Your task:
For the data below, report how many lines contain the string "masonry" and write nothing more.

(Supplied records begins)

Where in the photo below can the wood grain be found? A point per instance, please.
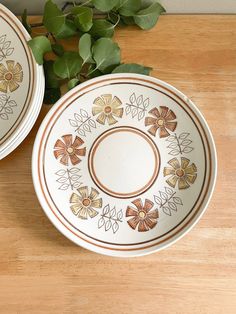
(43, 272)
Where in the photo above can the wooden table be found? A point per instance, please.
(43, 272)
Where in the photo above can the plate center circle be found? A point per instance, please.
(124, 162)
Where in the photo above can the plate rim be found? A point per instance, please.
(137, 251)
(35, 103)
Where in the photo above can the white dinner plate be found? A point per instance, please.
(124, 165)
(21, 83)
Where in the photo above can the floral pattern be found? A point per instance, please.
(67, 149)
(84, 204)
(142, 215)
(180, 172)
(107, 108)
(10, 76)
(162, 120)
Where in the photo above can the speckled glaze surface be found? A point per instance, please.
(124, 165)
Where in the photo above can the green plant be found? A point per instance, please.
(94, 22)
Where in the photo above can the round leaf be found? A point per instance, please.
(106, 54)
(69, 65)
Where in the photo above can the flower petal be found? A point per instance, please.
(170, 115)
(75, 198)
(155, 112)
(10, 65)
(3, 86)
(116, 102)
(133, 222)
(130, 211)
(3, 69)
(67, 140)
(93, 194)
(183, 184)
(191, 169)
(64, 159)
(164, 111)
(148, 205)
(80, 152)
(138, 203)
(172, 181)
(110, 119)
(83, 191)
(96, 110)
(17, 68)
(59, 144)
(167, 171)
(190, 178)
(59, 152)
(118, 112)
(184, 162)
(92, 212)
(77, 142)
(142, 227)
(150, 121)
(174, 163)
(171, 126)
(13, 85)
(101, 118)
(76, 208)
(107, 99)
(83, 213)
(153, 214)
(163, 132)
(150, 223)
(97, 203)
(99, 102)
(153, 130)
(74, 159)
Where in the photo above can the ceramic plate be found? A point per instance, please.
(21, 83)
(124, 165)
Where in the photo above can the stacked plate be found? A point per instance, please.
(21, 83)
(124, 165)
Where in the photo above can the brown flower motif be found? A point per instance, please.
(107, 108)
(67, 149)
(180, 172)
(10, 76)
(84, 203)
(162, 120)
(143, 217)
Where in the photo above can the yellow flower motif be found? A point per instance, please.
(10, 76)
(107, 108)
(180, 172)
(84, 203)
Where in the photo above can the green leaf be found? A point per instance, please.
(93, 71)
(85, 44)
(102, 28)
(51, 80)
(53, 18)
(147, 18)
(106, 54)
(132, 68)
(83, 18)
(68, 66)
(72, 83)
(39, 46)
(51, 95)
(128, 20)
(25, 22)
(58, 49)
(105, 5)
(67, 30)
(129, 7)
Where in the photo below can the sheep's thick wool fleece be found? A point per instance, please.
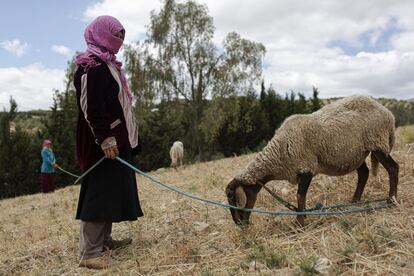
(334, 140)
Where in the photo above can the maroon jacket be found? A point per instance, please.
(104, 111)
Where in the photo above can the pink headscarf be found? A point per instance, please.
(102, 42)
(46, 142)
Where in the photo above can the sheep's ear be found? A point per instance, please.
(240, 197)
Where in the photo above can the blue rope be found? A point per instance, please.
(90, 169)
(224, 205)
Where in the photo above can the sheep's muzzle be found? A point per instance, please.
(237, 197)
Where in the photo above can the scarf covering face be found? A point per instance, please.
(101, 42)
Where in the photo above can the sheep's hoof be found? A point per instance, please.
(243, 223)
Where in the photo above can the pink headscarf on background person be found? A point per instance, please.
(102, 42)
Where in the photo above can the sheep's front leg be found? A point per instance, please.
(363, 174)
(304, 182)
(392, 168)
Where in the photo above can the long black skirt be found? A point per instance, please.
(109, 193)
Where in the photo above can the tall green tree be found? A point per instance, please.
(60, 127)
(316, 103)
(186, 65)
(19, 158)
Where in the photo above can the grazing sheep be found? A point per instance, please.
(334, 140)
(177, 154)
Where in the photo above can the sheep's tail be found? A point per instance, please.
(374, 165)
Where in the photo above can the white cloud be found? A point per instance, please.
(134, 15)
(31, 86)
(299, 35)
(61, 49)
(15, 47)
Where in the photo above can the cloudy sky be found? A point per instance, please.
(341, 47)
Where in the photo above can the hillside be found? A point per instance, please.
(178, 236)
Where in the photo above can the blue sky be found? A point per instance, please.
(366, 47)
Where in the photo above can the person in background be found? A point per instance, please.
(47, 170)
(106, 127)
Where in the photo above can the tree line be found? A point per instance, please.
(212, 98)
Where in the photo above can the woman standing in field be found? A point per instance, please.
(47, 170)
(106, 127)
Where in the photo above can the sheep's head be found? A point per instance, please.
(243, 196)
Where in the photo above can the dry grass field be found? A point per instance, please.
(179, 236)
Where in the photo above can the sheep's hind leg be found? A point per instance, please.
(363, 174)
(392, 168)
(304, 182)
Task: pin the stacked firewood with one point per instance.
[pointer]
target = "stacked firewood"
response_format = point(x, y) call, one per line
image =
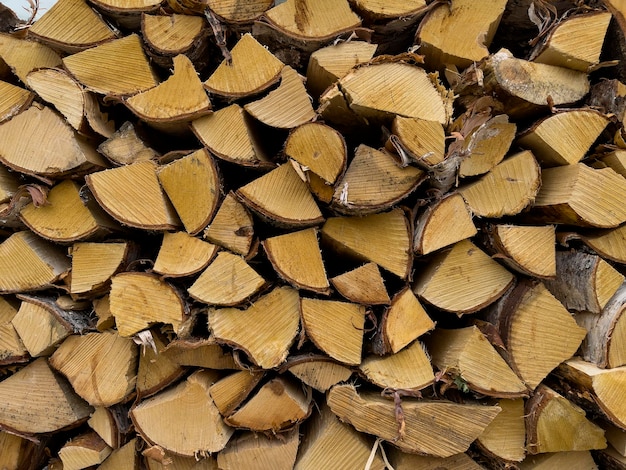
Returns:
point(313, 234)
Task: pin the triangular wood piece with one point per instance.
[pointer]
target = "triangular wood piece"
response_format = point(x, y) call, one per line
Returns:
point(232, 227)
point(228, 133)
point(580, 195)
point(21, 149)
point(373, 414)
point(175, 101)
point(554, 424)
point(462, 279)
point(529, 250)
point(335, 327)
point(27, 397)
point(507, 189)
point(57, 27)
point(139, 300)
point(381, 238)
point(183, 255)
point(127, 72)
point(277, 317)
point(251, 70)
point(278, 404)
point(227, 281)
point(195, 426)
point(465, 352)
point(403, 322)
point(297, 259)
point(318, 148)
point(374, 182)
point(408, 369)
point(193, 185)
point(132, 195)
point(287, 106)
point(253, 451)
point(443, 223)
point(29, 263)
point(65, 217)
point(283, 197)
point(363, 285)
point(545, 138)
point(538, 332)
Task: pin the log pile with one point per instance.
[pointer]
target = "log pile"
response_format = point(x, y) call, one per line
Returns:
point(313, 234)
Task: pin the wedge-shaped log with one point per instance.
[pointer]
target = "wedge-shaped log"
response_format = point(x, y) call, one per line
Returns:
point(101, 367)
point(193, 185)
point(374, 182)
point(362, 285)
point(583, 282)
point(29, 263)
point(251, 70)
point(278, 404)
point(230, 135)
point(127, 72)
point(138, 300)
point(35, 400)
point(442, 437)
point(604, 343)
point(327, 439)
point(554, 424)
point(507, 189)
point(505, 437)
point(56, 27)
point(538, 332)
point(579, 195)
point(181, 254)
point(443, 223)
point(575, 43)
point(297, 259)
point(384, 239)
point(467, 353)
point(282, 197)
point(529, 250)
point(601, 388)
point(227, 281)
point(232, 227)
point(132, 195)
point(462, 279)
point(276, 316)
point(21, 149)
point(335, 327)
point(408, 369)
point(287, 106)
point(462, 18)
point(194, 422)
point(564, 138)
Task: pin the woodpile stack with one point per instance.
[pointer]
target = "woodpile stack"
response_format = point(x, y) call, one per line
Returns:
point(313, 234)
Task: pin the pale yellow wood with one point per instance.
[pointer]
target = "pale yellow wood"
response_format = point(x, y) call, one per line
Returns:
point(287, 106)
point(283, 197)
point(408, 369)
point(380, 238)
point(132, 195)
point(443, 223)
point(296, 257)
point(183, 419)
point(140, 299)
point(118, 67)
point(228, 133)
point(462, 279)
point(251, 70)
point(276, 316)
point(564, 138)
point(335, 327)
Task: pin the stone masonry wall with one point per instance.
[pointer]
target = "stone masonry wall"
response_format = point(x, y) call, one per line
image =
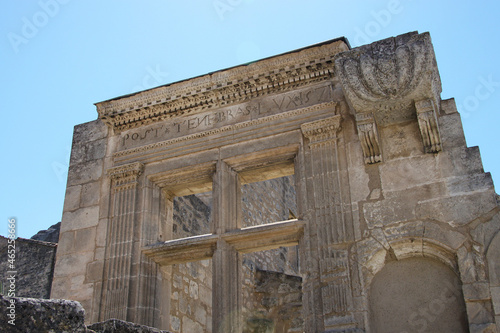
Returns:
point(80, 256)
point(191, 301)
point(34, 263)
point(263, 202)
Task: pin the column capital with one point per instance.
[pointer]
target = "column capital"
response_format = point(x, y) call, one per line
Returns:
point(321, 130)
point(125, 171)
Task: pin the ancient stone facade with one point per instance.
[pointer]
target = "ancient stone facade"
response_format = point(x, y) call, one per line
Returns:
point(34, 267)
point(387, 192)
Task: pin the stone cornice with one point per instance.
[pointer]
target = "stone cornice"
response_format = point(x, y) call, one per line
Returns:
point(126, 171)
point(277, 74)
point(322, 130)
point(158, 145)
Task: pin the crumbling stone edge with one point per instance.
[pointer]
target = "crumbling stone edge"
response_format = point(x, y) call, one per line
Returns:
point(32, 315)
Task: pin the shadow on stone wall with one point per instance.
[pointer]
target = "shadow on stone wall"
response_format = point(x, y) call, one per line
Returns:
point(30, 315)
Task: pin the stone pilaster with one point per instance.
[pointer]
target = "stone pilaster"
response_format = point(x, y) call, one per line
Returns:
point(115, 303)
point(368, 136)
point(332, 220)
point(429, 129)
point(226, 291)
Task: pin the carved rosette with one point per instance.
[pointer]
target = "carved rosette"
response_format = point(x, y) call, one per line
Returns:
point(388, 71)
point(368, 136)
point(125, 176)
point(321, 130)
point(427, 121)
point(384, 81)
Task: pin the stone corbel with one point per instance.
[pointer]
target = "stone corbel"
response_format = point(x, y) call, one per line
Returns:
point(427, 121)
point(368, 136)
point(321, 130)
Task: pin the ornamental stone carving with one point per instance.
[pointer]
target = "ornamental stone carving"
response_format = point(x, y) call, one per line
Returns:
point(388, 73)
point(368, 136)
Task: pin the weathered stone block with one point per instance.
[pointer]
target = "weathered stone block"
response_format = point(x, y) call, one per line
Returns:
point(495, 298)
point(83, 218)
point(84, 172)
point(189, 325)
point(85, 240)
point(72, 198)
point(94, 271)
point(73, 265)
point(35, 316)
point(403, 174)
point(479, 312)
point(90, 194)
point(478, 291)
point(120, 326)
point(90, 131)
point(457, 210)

(Supplied records ends)

Your response:
2